Seçilen bölüm:
'''

Hüseyin ÖZKAN

Hüseyin ÖZKAN

"Çocukların Zekasından Ziyade, Afiyeti Makbuldür"

dahi-cocuklar-003.jpg

“ÇOCUKLARIN ZEKÂSINDAN ZİYADE AFİYETİ MAKBULDÜR”

Üstün yetenekli çocuklarla ilgili olarak Selim Sırrı Tarcan, yaklaşık bir asır önce, bu gün de tartışma konusu olan bir konuya ışık tutuyor. Selim Sırrı Tarcan tarafından yazılmış bir makalede şu sözler dikkat çekicidir.

     Çocuk velilerine tavsiye ederiz, evlatlarını harika çocuk yapmaya çalışmaktan vazgeçsinler. Varsın yedi yaşında ana dilinden başka bir dil bilmesin, varsın yedi yaşında Charleston oynamasın, piyano çalmasın, fakat sağlığı yerinde ve gürbüz olsun. Çocukların zekâsından ziyade afiyeti makbuldür. Vakitsiz yetiştirilen çiçeğin ömrü az olur. Onu keyfimize kurban edersek hem ona hem de topluma haksızlık etmiş oluruz.”

Selim Sırrı Tarcan Bey ‘in “Dahi Çocuklar” başlıklı makalesini günümüzü de anlama ve aydınlatma adına aşağıda paylaşıyorum.

DAHİ ÇOCUKLAR

Mozart, Hydn, Beethoven, Vagner, Chopin veya Russo, Volter, Montesquieu, ilaahir… Böyle hayatta cihanşümul bir şöhret almağa namzed birkaç harikayı mevzu-u bahs edecek değilim. Hayır, hayır, ben otuz seneyi geçen muallimlik hayatımda karşıma çıkan veya çıkarılan bazı dahi çocuklardan bahsetmek istiyorum. Çünkü onlar bütün evlat sahipleri için ibret olacak bir ders teşkil eder.

'''

Sağlanan liste:

'''

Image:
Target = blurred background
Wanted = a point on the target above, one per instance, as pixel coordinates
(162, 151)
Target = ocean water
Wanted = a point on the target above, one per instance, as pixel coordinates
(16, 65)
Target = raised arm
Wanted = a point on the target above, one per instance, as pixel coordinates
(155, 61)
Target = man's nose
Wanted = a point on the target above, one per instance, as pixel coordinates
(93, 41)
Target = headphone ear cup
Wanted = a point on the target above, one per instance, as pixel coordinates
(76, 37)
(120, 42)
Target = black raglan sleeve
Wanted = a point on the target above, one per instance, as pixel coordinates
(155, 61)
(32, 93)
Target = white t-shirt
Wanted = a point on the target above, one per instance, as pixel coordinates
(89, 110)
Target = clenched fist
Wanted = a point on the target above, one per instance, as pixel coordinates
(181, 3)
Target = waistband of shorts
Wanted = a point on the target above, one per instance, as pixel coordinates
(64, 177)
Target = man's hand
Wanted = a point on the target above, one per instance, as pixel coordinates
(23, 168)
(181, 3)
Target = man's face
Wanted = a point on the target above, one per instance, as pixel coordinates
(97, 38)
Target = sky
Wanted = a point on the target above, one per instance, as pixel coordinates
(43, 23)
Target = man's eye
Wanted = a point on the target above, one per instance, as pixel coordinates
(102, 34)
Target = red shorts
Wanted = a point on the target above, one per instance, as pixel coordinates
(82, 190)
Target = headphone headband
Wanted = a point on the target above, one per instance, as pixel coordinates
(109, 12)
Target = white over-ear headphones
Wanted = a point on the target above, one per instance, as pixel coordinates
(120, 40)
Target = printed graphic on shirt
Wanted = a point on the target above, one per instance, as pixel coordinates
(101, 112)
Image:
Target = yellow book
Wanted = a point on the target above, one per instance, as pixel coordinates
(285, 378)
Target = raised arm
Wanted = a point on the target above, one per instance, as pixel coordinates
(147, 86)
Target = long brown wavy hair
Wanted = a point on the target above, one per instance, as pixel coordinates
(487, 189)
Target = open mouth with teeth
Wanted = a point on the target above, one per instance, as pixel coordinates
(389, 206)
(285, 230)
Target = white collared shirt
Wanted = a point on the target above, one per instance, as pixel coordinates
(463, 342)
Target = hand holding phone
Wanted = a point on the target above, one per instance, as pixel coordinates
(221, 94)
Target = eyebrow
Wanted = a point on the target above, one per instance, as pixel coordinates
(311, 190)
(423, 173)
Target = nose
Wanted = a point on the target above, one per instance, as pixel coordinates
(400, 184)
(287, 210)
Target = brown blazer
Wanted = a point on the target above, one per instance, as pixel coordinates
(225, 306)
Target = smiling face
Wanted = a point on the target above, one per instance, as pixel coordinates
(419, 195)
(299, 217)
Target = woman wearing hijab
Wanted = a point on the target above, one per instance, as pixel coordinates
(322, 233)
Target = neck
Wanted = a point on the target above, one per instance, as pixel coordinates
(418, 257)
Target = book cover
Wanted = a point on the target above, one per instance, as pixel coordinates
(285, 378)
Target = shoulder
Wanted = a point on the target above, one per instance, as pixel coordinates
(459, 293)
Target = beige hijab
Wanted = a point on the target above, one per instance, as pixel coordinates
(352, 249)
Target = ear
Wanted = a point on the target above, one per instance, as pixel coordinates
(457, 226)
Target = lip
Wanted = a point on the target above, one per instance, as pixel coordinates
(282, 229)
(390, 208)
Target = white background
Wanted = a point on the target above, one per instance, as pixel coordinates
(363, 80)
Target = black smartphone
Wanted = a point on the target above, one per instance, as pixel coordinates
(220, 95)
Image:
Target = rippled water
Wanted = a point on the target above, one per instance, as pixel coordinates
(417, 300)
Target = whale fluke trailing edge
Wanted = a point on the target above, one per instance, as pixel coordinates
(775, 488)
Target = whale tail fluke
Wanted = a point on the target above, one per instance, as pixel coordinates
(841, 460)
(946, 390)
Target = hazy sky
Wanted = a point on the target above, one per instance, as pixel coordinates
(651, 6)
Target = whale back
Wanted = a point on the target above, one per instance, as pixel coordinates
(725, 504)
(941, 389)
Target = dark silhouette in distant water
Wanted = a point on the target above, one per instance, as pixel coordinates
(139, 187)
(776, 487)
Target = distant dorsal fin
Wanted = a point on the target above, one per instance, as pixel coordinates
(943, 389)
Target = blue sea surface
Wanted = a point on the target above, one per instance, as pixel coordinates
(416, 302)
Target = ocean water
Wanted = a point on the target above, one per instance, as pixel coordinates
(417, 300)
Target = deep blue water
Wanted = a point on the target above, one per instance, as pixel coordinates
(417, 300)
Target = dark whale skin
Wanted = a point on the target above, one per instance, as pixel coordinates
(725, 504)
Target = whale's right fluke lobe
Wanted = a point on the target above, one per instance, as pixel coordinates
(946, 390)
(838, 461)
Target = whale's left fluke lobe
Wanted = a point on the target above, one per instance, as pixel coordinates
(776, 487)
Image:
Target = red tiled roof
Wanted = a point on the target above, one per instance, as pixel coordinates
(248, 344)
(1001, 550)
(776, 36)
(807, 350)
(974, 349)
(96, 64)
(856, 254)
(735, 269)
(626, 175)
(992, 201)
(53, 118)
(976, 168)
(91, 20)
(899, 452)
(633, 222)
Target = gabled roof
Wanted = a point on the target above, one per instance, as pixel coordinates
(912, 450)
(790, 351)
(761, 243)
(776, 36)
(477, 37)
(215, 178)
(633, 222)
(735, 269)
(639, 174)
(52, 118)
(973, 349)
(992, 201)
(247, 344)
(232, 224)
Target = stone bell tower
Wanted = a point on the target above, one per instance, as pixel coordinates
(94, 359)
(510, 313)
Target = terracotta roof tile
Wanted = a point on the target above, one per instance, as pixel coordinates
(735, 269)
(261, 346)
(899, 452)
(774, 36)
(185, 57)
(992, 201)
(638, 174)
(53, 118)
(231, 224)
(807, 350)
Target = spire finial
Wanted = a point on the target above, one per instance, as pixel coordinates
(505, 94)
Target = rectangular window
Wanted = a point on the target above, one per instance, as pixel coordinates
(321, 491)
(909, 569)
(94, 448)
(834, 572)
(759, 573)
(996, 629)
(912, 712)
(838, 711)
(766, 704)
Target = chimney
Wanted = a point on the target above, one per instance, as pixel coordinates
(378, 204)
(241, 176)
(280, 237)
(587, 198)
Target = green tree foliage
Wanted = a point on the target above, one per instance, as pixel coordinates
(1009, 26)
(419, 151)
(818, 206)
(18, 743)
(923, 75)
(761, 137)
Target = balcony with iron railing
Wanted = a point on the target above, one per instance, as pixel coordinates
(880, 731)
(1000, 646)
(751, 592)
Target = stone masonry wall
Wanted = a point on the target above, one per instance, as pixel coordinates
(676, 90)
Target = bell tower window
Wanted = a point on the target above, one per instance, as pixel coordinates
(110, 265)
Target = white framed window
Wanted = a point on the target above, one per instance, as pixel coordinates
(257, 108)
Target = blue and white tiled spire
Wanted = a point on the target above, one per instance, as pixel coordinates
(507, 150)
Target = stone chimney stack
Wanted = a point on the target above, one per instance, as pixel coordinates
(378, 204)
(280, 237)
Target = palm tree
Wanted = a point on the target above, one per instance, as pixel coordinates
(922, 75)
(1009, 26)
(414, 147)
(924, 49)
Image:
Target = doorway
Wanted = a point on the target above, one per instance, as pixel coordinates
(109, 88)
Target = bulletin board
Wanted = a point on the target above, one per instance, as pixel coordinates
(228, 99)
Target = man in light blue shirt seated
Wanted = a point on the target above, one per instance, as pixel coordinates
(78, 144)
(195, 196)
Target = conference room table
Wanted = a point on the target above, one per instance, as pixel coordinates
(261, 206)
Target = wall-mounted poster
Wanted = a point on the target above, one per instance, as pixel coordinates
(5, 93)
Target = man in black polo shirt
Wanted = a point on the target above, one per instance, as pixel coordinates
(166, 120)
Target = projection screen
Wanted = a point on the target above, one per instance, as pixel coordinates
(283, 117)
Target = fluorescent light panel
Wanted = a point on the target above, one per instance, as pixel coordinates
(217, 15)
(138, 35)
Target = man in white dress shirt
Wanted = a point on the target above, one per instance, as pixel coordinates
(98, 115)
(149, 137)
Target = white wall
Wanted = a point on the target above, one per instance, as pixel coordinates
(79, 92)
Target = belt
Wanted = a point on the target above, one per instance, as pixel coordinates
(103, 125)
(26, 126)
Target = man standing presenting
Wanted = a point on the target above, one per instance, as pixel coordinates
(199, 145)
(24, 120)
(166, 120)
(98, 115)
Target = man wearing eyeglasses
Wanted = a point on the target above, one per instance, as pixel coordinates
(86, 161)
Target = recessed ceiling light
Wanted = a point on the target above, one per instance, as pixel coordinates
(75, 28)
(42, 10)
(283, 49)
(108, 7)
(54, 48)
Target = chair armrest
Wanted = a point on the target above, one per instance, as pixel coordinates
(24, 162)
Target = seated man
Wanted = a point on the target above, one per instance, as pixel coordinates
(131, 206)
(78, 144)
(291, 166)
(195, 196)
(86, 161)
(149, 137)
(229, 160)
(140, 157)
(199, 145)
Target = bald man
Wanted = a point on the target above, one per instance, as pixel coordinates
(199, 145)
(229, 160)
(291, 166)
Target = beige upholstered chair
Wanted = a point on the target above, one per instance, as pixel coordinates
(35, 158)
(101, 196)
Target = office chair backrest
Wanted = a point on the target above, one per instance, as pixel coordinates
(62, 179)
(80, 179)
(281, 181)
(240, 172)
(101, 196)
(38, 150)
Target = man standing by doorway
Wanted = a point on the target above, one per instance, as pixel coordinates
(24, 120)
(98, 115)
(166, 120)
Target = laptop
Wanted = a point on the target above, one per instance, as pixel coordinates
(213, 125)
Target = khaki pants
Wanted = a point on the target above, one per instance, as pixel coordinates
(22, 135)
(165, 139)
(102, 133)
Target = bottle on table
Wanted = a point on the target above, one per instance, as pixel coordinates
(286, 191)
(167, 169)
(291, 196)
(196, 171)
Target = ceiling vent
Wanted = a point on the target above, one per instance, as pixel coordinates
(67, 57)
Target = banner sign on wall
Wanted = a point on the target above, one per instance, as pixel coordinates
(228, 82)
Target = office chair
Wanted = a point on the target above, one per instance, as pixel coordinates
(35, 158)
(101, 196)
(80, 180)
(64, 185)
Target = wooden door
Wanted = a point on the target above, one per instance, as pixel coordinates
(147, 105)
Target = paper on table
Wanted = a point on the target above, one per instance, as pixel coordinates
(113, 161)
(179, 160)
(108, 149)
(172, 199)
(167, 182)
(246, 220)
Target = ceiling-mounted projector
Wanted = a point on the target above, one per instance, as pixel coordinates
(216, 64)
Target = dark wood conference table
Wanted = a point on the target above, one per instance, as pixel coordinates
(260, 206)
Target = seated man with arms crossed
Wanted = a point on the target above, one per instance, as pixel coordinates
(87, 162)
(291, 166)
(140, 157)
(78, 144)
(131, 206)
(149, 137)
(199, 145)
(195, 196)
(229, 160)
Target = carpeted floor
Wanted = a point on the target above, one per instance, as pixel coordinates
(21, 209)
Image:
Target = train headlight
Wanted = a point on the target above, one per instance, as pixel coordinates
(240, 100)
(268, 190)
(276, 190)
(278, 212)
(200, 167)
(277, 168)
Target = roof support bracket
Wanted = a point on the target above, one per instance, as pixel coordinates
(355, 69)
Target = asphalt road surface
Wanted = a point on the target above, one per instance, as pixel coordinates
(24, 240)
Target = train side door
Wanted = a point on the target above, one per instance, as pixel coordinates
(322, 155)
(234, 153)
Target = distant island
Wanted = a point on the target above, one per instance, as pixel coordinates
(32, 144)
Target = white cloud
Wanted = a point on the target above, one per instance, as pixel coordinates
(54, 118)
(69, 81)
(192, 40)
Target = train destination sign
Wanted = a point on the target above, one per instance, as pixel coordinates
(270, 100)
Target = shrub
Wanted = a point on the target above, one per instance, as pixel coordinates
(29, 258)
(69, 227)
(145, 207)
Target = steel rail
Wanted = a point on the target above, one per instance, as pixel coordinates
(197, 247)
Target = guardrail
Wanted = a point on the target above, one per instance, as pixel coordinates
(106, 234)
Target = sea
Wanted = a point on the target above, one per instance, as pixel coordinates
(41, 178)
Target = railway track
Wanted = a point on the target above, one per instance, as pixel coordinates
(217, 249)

'''

Verilen görev A:
Seçilen bölüme göre aşağıdaki soruları yanıtlayın:
(i) Alıntılanan sözlerde çocuk velilerinden neyden vazgeçmeleri isteniyor?
(ii) Paylaşılan makalenin başlığı nedir?
(iii) Makalede yazarın muallimlik hayatı kaç yıl olarak belirtiliyor?
Verilen görev B: Selim Sırrı Tarcan'ın dahi çocuklar üzerine yazdığı makaleyi son cümlesinden sonra sürdürün.

Görev çıktısı A:
(i) Velilerden, evlatlarını harika çocuk yapmaya çalışmaktan vazgeçmeleri isteniyor.
(ii) Makalenin başlığı "Dahi Çocuklar"dır.
(iii) Yazar, muallimlik hayatının otuz seneyi geçtiğini belirtiyor.

Görev çıktısı B:
Henüz genç, tecrübesiz bir muallim idim. Terbiye meselelerine pek alaka gösteriyordum. Bir gün Beyoğlu’nda bir kitapçıdan (o zaman henüz intişar etmiş) (Edmond de Molen)in Yeni Terbiye namında eserini aldım. Köprüye indim. Boğaziçi vapurunun yan kamarasına girdim. Merhum Ahmed Mithat Efendi daha bir iki zat benden evvel gelmişlerdi. Ben de bir kenara oturdum.

Beş dakika geçmeden kamaranın kapısı açıldı. Yaşlı bir zat elinden tuttuğu çocuğunu içeri soktu. Kendi de girdi. Midhat Efendi merhum:

-Buyurunuz paşa hazretleri! Deyince gelen zatın paşa olduğunu anladım. Ben de toplandım. Paşaya ve yavrusuna yer açtık.

Onlar konuşmağa başladılar. Midhat Efendi sordu:

-Mahdum mu?

-Allah bağışlarsa!

-Maşallah hangi mektebe gidiyor.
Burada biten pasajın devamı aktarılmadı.